→ Instructions for the task: Repeat all of the following material word for word, without changing anything.

Items listed in a dataset:
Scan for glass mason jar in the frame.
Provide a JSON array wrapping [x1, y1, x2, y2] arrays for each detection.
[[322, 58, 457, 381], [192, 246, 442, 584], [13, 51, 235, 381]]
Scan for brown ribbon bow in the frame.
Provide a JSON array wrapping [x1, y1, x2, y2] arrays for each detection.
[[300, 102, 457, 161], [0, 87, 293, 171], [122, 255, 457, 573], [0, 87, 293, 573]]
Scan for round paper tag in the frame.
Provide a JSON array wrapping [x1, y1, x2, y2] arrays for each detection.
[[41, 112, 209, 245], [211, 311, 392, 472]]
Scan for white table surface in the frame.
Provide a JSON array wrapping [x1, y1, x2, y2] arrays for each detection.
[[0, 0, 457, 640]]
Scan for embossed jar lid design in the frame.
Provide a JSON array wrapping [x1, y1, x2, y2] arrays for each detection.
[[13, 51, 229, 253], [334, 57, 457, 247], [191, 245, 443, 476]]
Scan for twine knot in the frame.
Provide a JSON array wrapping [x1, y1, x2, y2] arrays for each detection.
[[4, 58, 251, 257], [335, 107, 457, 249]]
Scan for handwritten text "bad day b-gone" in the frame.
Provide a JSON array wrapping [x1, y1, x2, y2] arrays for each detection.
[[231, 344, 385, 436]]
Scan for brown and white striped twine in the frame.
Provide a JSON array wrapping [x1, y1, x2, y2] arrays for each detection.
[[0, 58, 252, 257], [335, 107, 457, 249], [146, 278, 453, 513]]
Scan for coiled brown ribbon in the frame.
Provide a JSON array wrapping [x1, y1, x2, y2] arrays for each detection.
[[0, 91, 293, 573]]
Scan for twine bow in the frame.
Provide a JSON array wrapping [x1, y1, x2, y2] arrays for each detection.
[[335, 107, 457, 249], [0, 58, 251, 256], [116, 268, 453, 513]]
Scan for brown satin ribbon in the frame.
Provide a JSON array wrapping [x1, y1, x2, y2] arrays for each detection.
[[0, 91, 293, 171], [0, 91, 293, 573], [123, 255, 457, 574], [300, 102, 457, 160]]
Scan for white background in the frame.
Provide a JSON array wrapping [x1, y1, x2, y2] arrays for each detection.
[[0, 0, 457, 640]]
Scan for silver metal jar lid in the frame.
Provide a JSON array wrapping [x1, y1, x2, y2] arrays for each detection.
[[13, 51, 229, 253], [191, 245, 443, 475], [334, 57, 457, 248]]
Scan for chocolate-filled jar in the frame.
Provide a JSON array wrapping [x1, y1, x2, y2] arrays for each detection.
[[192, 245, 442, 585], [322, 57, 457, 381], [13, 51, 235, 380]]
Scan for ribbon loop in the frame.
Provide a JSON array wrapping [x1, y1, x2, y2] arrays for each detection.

→ Answer below:
Scan for glass mason jar in the frame.
Provide a JSON array wrapping [x1, y1, x2, y2] arrays for each detection.
[[322, 58, 457, 381], [192, 246, 442, 584], [13, 51, 235, 381]]
Scan for brown ribbon bow in the frame.
Provide a JSON array wrapping [x1, y1, x2, y2] arrays for each detection.
[[300, 102, 457, 161], [0, 87, 293, 171], [122, 255, 457, 573], [0, 87, 293, 573]]
Scan for round paper tag in the frame.
Provide a JSON array wrapping [x1, y1, x2, y2] arrays for each detection.
[[41, 112, 209, 245], [211, 311, 392, 472]]
Scan for white table surface in the frame.
Provide a JSON array wrapping [x1, y1, x2, y2] arrays for each detection.
[[0, 0, 457, 640]]
Scan for embossed jar lid design in the frame.
Provide a JSON array wrapping [x1, y1, x2, y2] arrays for each detection.
[[13, 51, 229, 253], [334, 57, 457, 247], [191, 245, 443, 476]]
Scan for twine knot in the frame.
Provide a JSON array wrapping [x1, y1, x2, y2] arrays for each detection.
[[4, 58, 251, 257], [335, 107, 457, 249]]
Scan for handwritten text "bad day b-gone" in the frame.
Provide a JSON array wrapping [x1, y1, x2, y2] arrays for each detection.
[[231, 344, 385, 436]]
Scan for brown and white striped twine in the frame.
Provide a JSON array wrapping [x1, y1, x2, y2] arrays for each detection.
[[0, 58, 252, 257], [335, 107, 457, 249], [146, 278, 453, 513]]
Scan for coiled brown ribbon in the frame.
Provide a JSON array wrapping [x1, y1, x2, y2] arrays for each detection.
[[0, 91, 293, 573]]
Scan for twine bow in the frame.
Provide a JSON array wrapping [x1, y1, x2, y2] arrays for each detection.
[[335, 107, 457, 249], [0, 58, 251, 256], [116, 268, 453, 513]]
Scan for brown satin ribbon in the frame.
Provide a JSON array wrapping [x1, y1, x2, y2] arrays for each detection.
[[0, 91, 293, 171], [0, 91, 293, 573], [123, 255, 457, 574], [300, 102, 457, 160]]
Scan for white background in the frame.
Provide a JSON array wrapping [x1, y1, x2, y2] arrays for each detection.
[[0, 0, 457, 640]]
Scan for silver metal jar lid in the frame.
Provide a JSON array wrapping [x1, y1, x2, y2] arrays for each detection.
[[13, 51, 229, 253], [191, 245, 443, 475], [334, 57, 457, 248]]
Scan for chocolate-filled jar in the frame.
Provide a JSON array wrapping [x1, y1, x2, y2] arrays for each detection.
[[192, 245, 442, 585], [322, 57, 457, 381], [13, 51, 235, 380]]
Scan for ribbon loop in the frame.
Provide a JSON array wrapping [x1, y1, x2, y2] arrays for each detection.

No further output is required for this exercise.